**TEXTO EXTRAÍDO:**
■ ■ ■
Como siempre, traté de reflejar los nombres de manera textual, con excepción de los errores ortográficos evidentes (que no eran pocos). Así, la lista es la siguiente:

Aguardientes y cañas:  aguardiente americano, aguardiente báltico (x galón). Cañas: Brasil, Habana, Mauricio, Tucumán.
Ajenjos: Silliman, NP, Berger.
Anís: del país, Anisette, Carabanchel, Macaco, Mono, Ojen.
Aperitivos y vermouths: Aperital, Cherry Cordial Peter Jurgenzen, Cherry Cordial Peter Herenges, Hesperidina, vermouth francés, vermouth italiano, Ginger Ale, Ginger Punch Chayton Brothers, Ginger Tonic Lemonade Chayton.
Bebidas sin alcohol: extracto de Tamarindo, jugo de lima, jarabe de frutas para refrescos, Potass Water Chayton, Seltzer Water, soda inglesa.
Bitter: Angostura, Secrestat, Puyastier, Des Basques.(2)
■ ■ ■
**INSTRUCCIONES DE LA TAREA:**
1. Según la lista de bebidas, ¿qué excepción se hizo al reflejar los nombres de manera textual?
2. Enumera todos los bitters que aparecen en la lista de bebidas.

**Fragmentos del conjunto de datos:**
■ ■ ■
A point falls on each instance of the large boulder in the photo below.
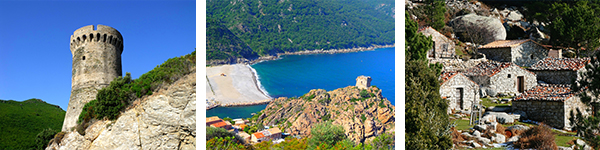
(489, 28)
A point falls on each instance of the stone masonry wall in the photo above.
(96, 62)
(528, 54)
(556, 77)
(551, 113)
(502, 83)
(497, 54)
(470, 92)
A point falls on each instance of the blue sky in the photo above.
(35, 60)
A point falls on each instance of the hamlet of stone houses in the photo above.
(507, 82)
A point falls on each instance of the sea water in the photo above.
(296, 75)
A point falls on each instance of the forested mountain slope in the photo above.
(274, 26)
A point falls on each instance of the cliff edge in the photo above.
(363, 113)
(164, 120)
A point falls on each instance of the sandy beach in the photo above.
(233, 85)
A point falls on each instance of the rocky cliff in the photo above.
(363, 114)
(164, 120)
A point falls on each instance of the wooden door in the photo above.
(520, 84)
(460, 95)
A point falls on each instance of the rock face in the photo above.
(164, 120)
(491, 29)
(362, 117)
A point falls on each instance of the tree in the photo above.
(437, 10)
(417, 44)
(588, 88)
(325, 134)
(427, 123)
(575, 25)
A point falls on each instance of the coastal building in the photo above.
(273, 134)
(218, 123)
(363, 82)
(502, 77)
(559, 70)
(520, 52)
(550, 104)
(442, 46)
(457, 88)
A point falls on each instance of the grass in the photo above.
(22, 121)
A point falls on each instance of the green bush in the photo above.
(325, 134)
(42, 138)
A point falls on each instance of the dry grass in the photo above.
(539, 137)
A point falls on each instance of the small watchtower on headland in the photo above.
(363, 82)
(96, 62)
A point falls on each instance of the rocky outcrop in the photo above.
(489, 28)
(164, 120)
(363, 116)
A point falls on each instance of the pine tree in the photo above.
(427, 123)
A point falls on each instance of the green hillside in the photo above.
(274, 26)
(221, 44)
(20, 122)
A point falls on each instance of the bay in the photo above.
(295, 75)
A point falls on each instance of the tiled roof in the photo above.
(446, 75)
(504, 43)
(213, 118)
(220, 124)
(489, 68)
(258, 135)
(560, 64)
(274, 130)
(547, 92)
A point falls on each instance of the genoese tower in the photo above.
(96, 62)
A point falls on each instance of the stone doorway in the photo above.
(460, 100)
(521, 84)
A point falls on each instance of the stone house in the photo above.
(559, 70)
(521, 52)
(443, 47)
(502, 77)
(459, 90)
(550, 104)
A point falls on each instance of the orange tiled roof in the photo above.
(487, 68)
(213, 118)
(220, 124)
(504, 43)
(258, 135)
(560, 64)
(274, 130)
(547, 92)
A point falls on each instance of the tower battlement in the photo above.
(96, 62)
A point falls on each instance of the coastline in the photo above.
(256, 85)
(233, 85)
(317, 51)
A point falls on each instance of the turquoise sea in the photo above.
(295, 75)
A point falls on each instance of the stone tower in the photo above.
(96, 62)
(363, 82)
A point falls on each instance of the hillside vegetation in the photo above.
(275, 26)
(20, 122)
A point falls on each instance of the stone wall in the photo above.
(470, 92)
(497, 54)
(96, 62)
(505, 81)
(528, 54)
(551, 113)
(556, 77)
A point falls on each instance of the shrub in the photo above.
(325, 134)
(42, 138)
(538, 137)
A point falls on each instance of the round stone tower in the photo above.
(96, 62)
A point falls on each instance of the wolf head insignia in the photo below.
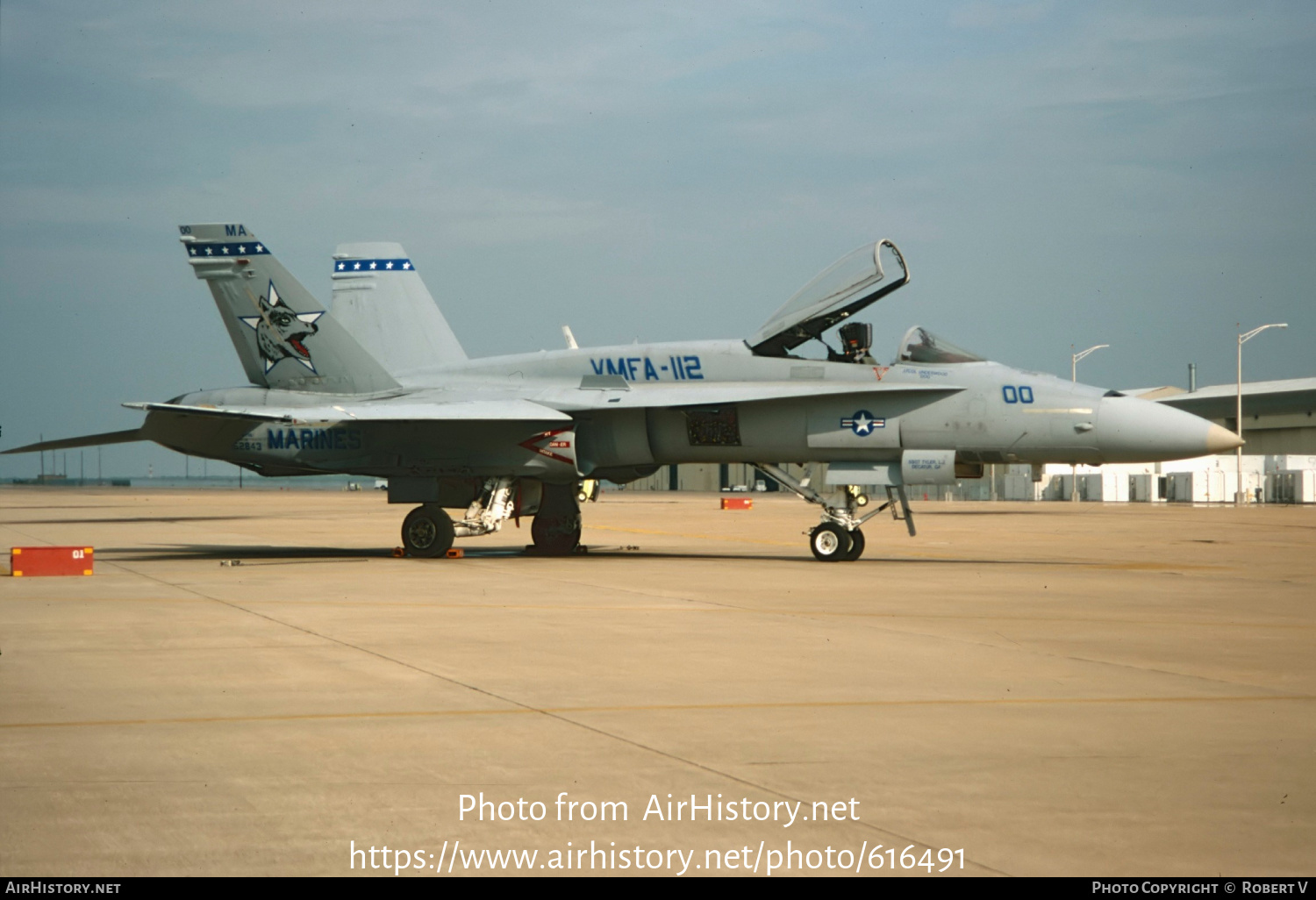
(281, 332)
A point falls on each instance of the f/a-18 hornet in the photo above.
(379, 386)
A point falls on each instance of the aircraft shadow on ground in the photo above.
(597, 554)
(123, 520)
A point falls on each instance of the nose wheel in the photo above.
(831, 542)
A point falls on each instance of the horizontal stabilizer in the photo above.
(84, 441)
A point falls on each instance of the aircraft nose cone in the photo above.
(1140, 431)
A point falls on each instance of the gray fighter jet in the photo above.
(381, 387)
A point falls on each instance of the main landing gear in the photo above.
(837, 537)
(428, 531)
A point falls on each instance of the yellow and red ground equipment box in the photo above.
(50, 561)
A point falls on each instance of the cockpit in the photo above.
(832, 297)
(921, 345)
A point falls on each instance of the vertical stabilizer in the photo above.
(282, 334)
(378, 296)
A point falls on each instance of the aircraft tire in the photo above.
(555, 529)
(428, 532)
(855, 546)
(829, 542)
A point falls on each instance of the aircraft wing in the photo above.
(84, 441)
(712, 392)
(375, 411)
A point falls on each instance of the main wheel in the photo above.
(426, 532)
(855, 546)
(829, 542)
(557, 526)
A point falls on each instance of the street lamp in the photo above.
(1242, 339)
(1074, 360)
(1076, 357)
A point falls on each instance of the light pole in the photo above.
(1074, 360)
(1242, 339)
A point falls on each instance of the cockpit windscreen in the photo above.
(921, 345)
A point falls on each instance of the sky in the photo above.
(1057, 175)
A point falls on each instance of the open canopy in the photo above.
(921, 345)
(840, 291)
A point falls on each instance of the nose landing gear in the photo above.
(839, 539)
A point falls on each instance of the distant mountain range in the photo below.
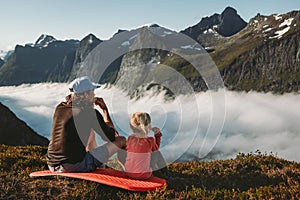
(261, 55)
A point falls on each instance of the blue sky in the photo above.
(24, 21)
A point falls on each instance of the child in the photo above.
(142, 150)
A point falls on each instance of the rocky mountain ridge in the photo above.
(16, 132)
(244, 54)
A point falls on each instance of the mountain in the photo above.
(211, 29)
(39, 62)
(16, 132)
(1, 62)
(264, 56)
(86, 45)
(261, 55)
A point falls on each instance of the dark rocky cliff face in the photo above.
(211, 29)
(14, 131)
(85, 46)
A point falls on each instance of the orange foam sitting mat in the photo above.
(110, 177)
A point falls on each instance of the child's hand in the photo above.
(155, 130)
(100, 102)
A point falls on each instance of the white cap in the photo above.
(82, 84)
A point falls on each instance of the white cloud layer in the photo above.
(253, 120)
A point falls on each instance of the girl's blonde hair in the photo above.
(140, 123)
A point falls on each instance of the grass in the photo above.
(248, 176)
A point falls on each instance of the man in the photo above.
(72, 146)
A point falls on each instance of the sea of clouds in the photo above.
(246, 122)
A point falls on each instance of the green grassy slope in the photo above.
(251, 176)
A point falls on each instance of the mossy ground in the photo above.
(248, 176)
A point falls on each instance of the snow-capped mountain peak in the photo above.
(44, 40)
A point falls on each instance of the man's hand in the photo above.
(100, 102)
(155, 130)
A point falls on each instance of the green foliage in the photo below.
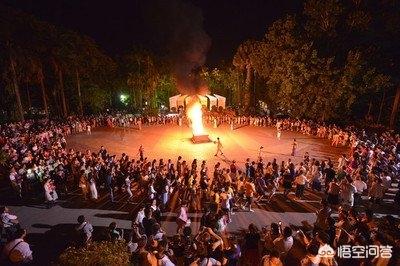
(96, 254)
(317, 65)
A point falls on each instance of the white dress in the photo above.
(93, 189)
(49, 192)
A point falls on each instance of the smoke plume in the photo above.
(181, 27)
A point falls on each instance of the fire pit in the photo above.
(195, 116)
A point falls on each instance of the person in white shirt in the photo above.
(8, 220)
(347, 191)
(285, 242)
(18, 251)
(85, 230)
(162, 259)
(300, 182)
(386, 180)
(360, 187)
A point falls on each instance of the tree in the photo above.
(242, 61)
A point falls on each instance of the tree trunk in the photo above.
(28, 95)
(78, 84)
(20, 111)
(381, 106)
(247, 89)
(395, 108)
(43, 89)
(58, 72)
(63, 101)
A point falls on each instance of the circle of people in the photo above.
(40, 163)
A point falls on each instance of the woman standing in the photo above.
(83, 185)
(128, 187)
(182, 218)
(92, 186)
(50, 192)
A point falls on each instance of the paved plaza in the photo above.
(49, 228)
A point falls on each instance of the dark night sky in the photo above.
(116, 25)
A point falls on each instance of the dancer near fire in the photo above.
(219, 147)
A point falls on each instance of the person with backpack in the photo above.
(85, 231)
(17, 251)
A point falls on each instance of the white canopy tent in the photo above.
(208, 100)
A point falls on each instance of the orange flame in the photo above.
(195, 114)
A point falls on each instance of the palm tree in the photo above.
(242, 61)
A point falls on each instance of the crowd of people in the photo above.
(41, 164)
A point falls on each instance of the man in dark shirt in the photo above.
(329, 174)
(148, 221)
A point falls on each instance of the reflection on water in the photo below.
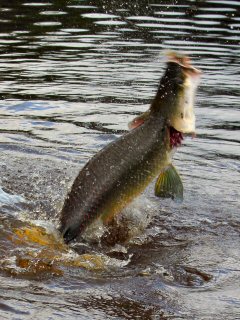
(73, 74)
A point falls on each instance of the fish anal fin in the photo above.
(169, 185)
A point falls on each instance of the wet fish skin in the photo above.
(123, 169)
(115, 176)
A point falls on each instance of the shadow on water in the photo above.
(73, 74)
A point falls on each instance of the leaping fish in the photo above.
(123, 169)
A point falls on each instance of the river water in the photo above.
(73, 74)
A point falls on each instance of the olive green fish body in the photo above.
(124, 168)
(116, 175)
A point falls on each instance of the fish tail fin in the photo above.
(169, 184)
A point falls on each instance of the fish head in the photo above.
(176, 93)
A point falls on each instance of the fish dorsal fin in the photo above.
(169, 185)
(139, 120)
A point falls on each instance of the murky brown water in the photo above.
(73, 74)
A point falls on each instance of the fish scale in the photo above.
(123, 169)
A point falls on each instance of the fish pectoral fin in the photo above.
(139, 120)
(169, 185)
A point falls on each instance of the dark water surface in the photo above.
(73, 74)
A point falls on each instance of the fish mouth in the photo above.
(183, 120)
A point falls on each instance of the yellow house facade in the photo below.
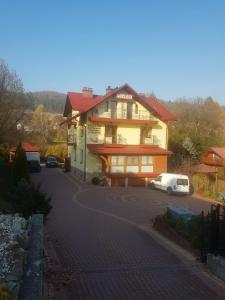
■ ■ ■
**LISTA DE RESPUESTAS:**
1. Los errores ortográficos evidentes.

2. Angostura, Secrestat, Puyastier y Des Basques.